**Problem details**
Your task is to write out the complete listing exactly as it is shown.

**Excerpted records**
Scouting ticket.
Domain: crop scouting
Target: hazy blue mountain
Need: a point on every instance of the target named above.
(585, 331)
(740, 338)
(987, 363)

**Exercise output**
Scouting ticket.
Domain: crop scouting
Target: hazy blue mountain
Need: a point on every instance of the target named above.
(585, 331)
(740, 338)
(987, 363)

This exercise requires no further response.